- Stated exercise -
Copy out all the records below, with each "draw the outline of" changed to "trace the boundary of" and nothing else altered. Omit the pictures.

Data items

========

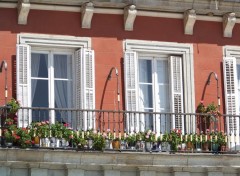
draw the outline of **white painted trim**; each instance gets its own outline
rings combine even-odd
[[[240,56],[240,47],[226,45],[223,47],[223,53],[224,53],[224,57]]]
[[[195,112],[195,85],[194,85],[194,58],[193,45],[173,42],[158,42],[144,40],[125,40],[123,42],[125,51],[160,53],[169,55],[181,55],[183,63],[183,85],[184,85],[184,112]],[[194,120],[187,117],[186,132],[194,132]]]
[[[64,35],[21,33],[17,35],[17,43],[31,46],[91,48],[91,38]]]
[[[0,3],[0,8],[17,8],[17,3]],[[41,5],[41,4],[31,4],[31,10],[52,10],[52,11],[65,11],[65,12],[81,12],[81,7],[69,7],[69,6],[58,6],[58,5]],[[123,15],[123,9],[109,9],[109,8],[94,8],[94,13],[98,14],[111,14],[111,15]],[[161,18],[174,18],[183,19],[183,13],[168,13],[168,12],[152,12],[138,10],[137,16],[146,17],[161,17]],[[212,21],[212,22],[222,22],[222,17],[219,16],[207,16],[198,15],[198,21]],[[236,23],[240,23],[240,19],[236,20]]]

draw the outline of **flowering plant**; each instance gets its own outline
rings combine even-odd
[[[218,106],[215,105],[213,102],[205,106],[203,104],[203,101],[201,101],[197,106],[197,112],[207,114],[206,116],[210,117],[212,121],[215,121],[216,117],[221,115],[221,113],[218,110]]]
[[[32,144],[34,144],[34,141],[32,141],[31,135],[29,133],[29,129],[27,128],[18,128],[16,131],[16,136],[19,136],[17,143],[22,148],[31,147]]]
[[[106,145],[106,141],[103,135],[94,135],[93,148],[96,150],[103,150]]]
[[[128,134],[126,136],[126,139],[125,141],[128,143],[128,144],[134,144],[136,142],[136,135],[135,134]]]
[[[155,132],[153,132],[152,130],[145,131],[144,140],[146,142],[155,142]]]
[[[6,106],[9,108],[8,112],[11,114],[15,114],[18,109],[20,108],[20,103],[15,100],[14,98],[12,98],[7,104]]]

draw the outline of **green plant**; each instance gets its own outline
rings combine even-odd
[[[176,151],[178,144],[181,144],[182,131],[180,129],[173,129],[169,133],[169,143],[171,144],[171,150]],[[188,137],[187,139],[188,140]]]
[[[217,132],[217,142],[219,145],[227,144],[227,136],[226,136],[226,134],[224,134],[223,131]]]
[[[8,113],[11,113],[11,114],[15,114],[18,109],[20,108],[20,103],[15,100],[14,98],[12,98],[8,103],[7,103],[7,108],[8,109]]]
[[[37,124],[37,133],[39,137],[46,138],[50,136],[50,125],[48,121],[42,121]]]
[[[93,148],[95,150],[103,150],[105,148],[106,141],[102,135],[95,135],[93,138]]]
[[[205,106],[203,104],[203,101],[201,101],[197,106],[197,113],[201,113],[202,117],[206,119],[206,122],[216,121],[217,117],[221,115],[221,113],[218,110],[218,106],[215,105],[213,102]]]
[[[51,127],[50,127],[52,137],[62,138],[64,128],[65,127],[62,123],[56,122],[55,124],[52,124]]]
[[[146,130],[144,133],[145,142],[155,142],[156,134],[152,130]]]
[[[9,129],[5,129],[4,130],[4,138],[6,142],[13,142],[14,141],[14,135],[13,135],[13,131],[9,130]]]
[[[29,134],[29,129],[18,128],[16,134],[20,137],[17,143],[21,148],[27,148],[32,146],[33,142],[32,137]]]
[[[142,141],[142,140],[144,140],[143,132],[136,133],[136,141]]]
[[[126,139],[125,139],[125,141],[128,143],[128,144],[132,144],[132,145],[134,145],[134,143],[136,142],[136,135],[135,134],[128,134],[127,136],[126,136]]]

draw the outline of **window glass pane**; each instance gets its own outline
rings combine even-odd
[[[153,112],[150,109],[146,109],[145,112]],[[145,130],[153,130],[153,114],[145,114]]]
[[[160,112],[170,111],[170,94],[169,94],[169,75],[168,60],[157,60],[157,84],[156,101],[157,109]]]
[[[170,104],[169,104],[169,86],[168,85],[159,85],[159,93],[158,93],[160,103],[160,111],[161,112],[170,112]]]
[[[152,85],[140,84],[139,86],[140,108],[153,108]]]
[[[139,60],[139,81],[142,83],[152,83],[152,61]]]
[[[55,108],[72,108],[72,81],[55,80]],[[55,119],[61,123],[71,124],[70,111],[56,111]]]
[[[48,55],[40,53],[31,54],[31,76],[48,77]]]
[[[55,107],[71,108],[72,107],[72,81],[55,80]]]
[[[238,102],[240,102],[240,64],[237,64],[237,79],[238,79]],[[240,111],[240,105],[239,105]]]
[[[32,89],[32,107],[48,107],[48,81],[32,79],[32,85],[36,85],[35,90]],[[49,112],[47,110],[32,111],[32,121],[49,120]]]
[[[71,55],[55,54],[54,55],[54,77],[55,78],[72,78],[72,59]]]
[[[157,77],[158,83],[168,84],[168,61],[158,60],[157,61]]]

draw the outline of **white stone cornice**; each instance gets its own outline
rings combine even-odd
[[[223,36],[232,37],[232,31],[236,23],[235,13],[227,13],[223,16]]]
[[[94,13],[94,6],[92,2],[88,2],[82,5],[82,28],[91,28],[92,17]]]
[[[29,0],[18,0],[18,24],[27,24],[28,13],[30,11]]]
[[[187,10],[184,12],[184,34],[193,35],[193,27],[196,21],[196,12],[194,9]]]
[[[133,25],[137,16],[135,5],[130,5],[124,8],[124,29],[126,31],[133,31]]]

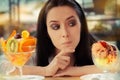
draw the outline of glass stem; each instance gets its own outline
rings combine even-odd
[[[18,69],[19,69],[19,72],[20,72],[20,76],[22,76],[23,75],[22,67],[18,67]]]

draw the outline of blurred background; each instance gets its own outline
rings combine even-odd
[[[13,29],[35,34],[38,14],[47,0],[0,0],[0,37]],[[76,0],[82,6],[89,31],[97,39],[120,46],[120,0]]]

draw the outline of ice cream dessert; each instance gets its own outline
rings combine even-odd
[[[117,48],[106,41],[98,41],[92,45],[92,57],[95,65],[104,70],[112,70],[117,61]]]

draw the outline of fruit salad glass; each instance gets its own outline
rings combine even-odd
[[[19,69],[22,76],[22,67],[35,53],[36,38],[30,36],[26,30],[23,30],[21,34],[13,30],[6,40],[1,39],[1,43],[6,58]]]
[[[115,80],[115,73],[119,72],[120,54],[117,47],[106,41],[98,41],[92,45],[94,64],[103,71],[98,80]]]

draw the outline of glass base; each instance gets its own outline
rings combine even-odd
[[[43,80],[45,77],[39,75],[22,75],[22,76],[3,76],[1,78],[2,80]]]
[[[88,74],[80,77],[80,80],[120,80],[116,73]]]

========

- Exercise result -
trace the boundary of **white painted trim**; each instance gets its own outline
rings combine even-odd
[[[240,56],[240,47],[226,45],[223,47],[223,53],[224,53],[224,57]]]
[[[195,112],[195,85],[194,85],[194,58],[193,45],[173,42],[158,42],[144,40],[125,40],[123,42],[125,51],[160,53],[169,55],[181,55],[183,63],[183,85],[184,85],[184,112]],[[194,120],[187,117],[186,132],[194,132]]]
[[[64,35],[21,33],[17,35],[17,43],[31,46],[91,48],[91,38]]]
[[[0,3],[0,8],[17,8],[17,3]],[[41,5],[41,4],[31,4],[31,10],[52,10],[52,11],[65,11],[65,12],[81,12],[81,7],[69,7],[69,6],[58,6],[58,5]],[[123,15],[123,9],[109,9],[109,8],[94,8],[94,13],[98,14],[111,14],[111,15]],[[161,18],[174,18],[183,19],[183,13],[168,13],[168,12],[152,12],[138,10],[137,16],[146,17],[161,17]],[[212,21],[212,22],[222,22],[222,17],[219,16],[207,16],[198,15],[198,21]],[[236,23],[240,23],[240,19],[236,20]]]

trace the boundary of **flowering plant**; each instance gets its own outline
rings combine even-odd
[[[218,106],[215,105],[213,102],[205,106],[203,104],[203,101],[201,101],[197,106],[197,112],[207,114],[206,116],[210,117],[212,121],[215,121],[216,117],[221,115],[221,113],[218,110]]]
[[[32,144],[34,144],[34,141],[32,141],[31,135],[29,133],[29,129],[27,128],[18,128],[16,131],[16,136],[19,136],[17,143],[22,148],[31,147]]]
[[[106,145],[106,141],[103,135],[94,135],[93,148],[96,150],[103,150]]]
[[[128,134],[126,136],[126,139],[125,141],[128,143],[128,144],[134,144],[136,142],[136,135],[135,134]]]
[[[155,132],[153,132],[152,130],[145,131],[144,140],[146,142],[155,142]]]
[[[6,106],[9,108],[8,112],[11,114],[15,114],[18,109],[20,108],[20,103],[15,100],[14,98],[12,98],[7,104]]]

trace the boundary of **green plant**; each instance gets its own outline
rings combine even-odd
[[[176,151],[178,144],[181,144],[182,131],[180,129],[173,129],[169,133],[169,143],[171,144],[171,150]],[[188,137],[187,139],[188,140]]]
[[[217,132],[217,142],[219,145],[227,144],[227,136],[226,136],[226,134],[224,134],[223,131]]]
[[[8,113],[11,113],[11,114],[15,114],[18,109],[20,108],[20,103],[15,100],[14,98],[12,98],[8,103],[7,103],[7,108],[8,109]]]
[[[37,124],[37,133],[39,137],[46,138],[50,136],[50,125],[48,121],[42,121]]]
[[[93,148],[95,150],[103,150],[105,148],[106,141],[102,135],[95,135],[93,138]]]
[[[205,106],[203,104],[203,101],[201,101],[197,106],[197,113],[201,113],[202,117],[206,119],[206,122],[216,121],[217,117],[221,115],[221,113],[218,110],[218,106],[215,105],[213,102]]]
[[[51,127],[50,127],[52,137],[62,138],[64,128],[65,127],[62,123],[56,122],[55,124],[52,124]]]
[[[146,130],[144,133],[145,142],[155,142],[156,134],[152,130]]]
[[[9,129],[5,129],[4,130],[4,138],[6,142],[13,142],[14,141],[14,135],[13,135],[13,131],[9,130]]]
[[[29,134],[29,129],[18,128],[16,134],[20,137],[17,143],[21,148],[27,148],[32,146],[33,142],[32,137]]]
[[[142,141],[142,140],[144,140],[143,132],[136,133],[136,141]]]
[[[126,139],[125,139],[125,141],[128,143],[128,144],[132,144],[132,145],[134,145],[134,143],[136,142],[136,135],[135,134],[128,134],[127,136],[126,136]]]

trace the boundary of **window glass pane**; each instance gets its own outline
rings combine even-odd
[[[153,112],[150,109],[146,109],[145,112]],[[145,130],[153,130],[153,114],[145,114]]]
[[[160,112],[170,111],[170,94],[169,94],[169,75],[168,60],[157,60],[157,84],[156,101],[157,109]]]
[[[170,104],[169,104],[169,86],[168,85],[159,85],[159,93],[158,93],[160,103],[160,111],[161,112],[170,112]]]
[[[152,85],[140,84],[139,86],[140,108],[153,108]]]
[[[139,60],[139,81],[142,83],[152,83],[152,61]]]
[[[55,108],[72,108],[72,81],[55,80]],[[55,119],[61,123],[71,124],[70,111],[56,111]]]
[[[48,55],[40,53],[31,54],[31,76],[48,77]]]
[[[55,107],[71,108],[72,107],[72,81],[55,80]]]
[[[238,102],[240,102],[240,64],[237,64],[237,79],[238,79]],[[240,111],[240,105],[239,105]]]
[[[32,89],[32,107],[48,107],[48,81],[32,79],[32,85],[36,85],[35,90]],[[49,112],[47,110],[32,111],[32,121],[49,120]]]
[[[71,55],[55,54],[54,55],[54,77],[55,78],[72,78],[72,59]]]
[[[157,77],[158,83],[168,84],[168,61],[158,60],[157,61]]]

trace the boundary of **white stone cornice**; each instance gets its own outline
rings combine even-odd
[[[223,36],[232,37],[232,31],[236,23],[235,13],[227,13],[223,16]]]
[[[94,13],[94,6],[92,2],[88,2],[82,5],[82,28],[91,28],[92,17]]]
[[[29,0],[18,0],[18,24],[27,24],[28,13],[30,11]]]
[[[187,10],[184,12],[184,34],[193,35],[193,27],[196,21],[196,12],[194,9]]]
[[[133,25],[137,16],[135,5],[130,5],[124,8],[124,29],[126,31],[133,31]]]

trace the boundary of glass stem; each instance gets its own outline
rings combine even-odd
[[[18,69],[19,69],[19,72],[20,72],[20,76],[22,76],[23,75],[22,67],[18,67]]]

trace the boundary of blurred background; each instance gets its own outline
rings combine even-odd
[[[13,29],[35,34],[38,14],[47,0],[0,0],[0,37]],[[76,0],[82,6],[89,31],[97,39],[120,46],[120,0]]]

trace the boundary of ice cream dessert; each instance gets its own outline
rings combine even-odd
[[[117,48],[106,41],[98,41],[92,45],[92,57],[95,65],[104,70],[112,70],[117,61]]]

trace the boundary of fruit salad glass; each instance gets its own outline
rings combine even-odd
[[[19,69],[22,76],[22,67],[35,53],[36,38],[30,36],[26,30],[23,30],[21,34],[13,30],[6,40],[1,39],[1,43],[6,58]]]
[[[115,80],[115,73],[119,72],[120,54],[117,47],[106,41],[98,41],[92,45],[94,64],[103,71],[98,80]]]

trace the boundary of glass base; each instance gets its own outline
rings combine even-odd
[[[43,80],[45,77],[39,75],[22,75],[22,76],[3,76],[1,78],[2,80]]]
[[[88,74],[80,77],[80,80],[120,80],[116,73]]]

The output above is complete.